### Task description
Please scale every box coordinate in the answers of all the lines below by 0.95, rounding each result to a whole number with halves going up, and write out every line again, requests included.

### Provided material

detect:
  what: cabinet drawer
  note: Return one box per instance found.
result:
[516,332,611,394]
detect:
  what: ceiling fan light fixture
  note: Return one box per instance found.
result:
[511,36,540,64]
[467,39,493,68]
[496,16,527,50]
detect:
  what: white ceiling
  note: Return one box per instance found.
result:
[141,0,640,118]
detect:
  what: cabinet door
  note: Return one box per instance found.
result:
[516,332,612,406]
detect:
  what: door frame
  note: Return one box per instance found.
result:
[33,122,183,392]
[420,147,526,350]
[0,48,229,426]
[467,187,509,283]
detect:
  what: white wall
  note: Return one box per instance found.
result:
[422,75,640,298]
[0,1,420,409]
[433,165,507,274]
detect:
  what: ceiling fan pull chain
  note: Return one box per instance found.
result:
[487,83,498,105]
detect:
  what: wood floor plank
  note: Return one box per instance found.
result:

### Result below
detect:
  what: cabinet drawer
  note: Return one box per instance found.
result:
[490,315,580,374]
detect:
  what: ceiling fan light fixture
  note: Return one box per instance found.
result:
[485,34,513,61]
[444,37,468,65]
[471,15,501,48]
detect:
  what: white ceiling
  note: Return one box per instance found.
result:
[134,0,608,112]
detect:
  what: cabinet door
  note: Return one box per instance found.
result:
[490,315,581,386]
detect:
  what: door frame
  note: Return one box per instance found.
result:
[31,116,174,372]
[399,140,500,333]
[0,46,218,405]
[444,178,484,269]
detect:
  what: white wall
  note: Return one box per instance found.
result:
[401,71,608,283]
[0,1,399,389]
[411,157,482,260]
detect:
  what: ceiling fan pull chain
  note: Return one box per instance found.
result:
[463,79,473,100]
detect:
  what: wood floor plank
  note: Return one box per instance found.
result:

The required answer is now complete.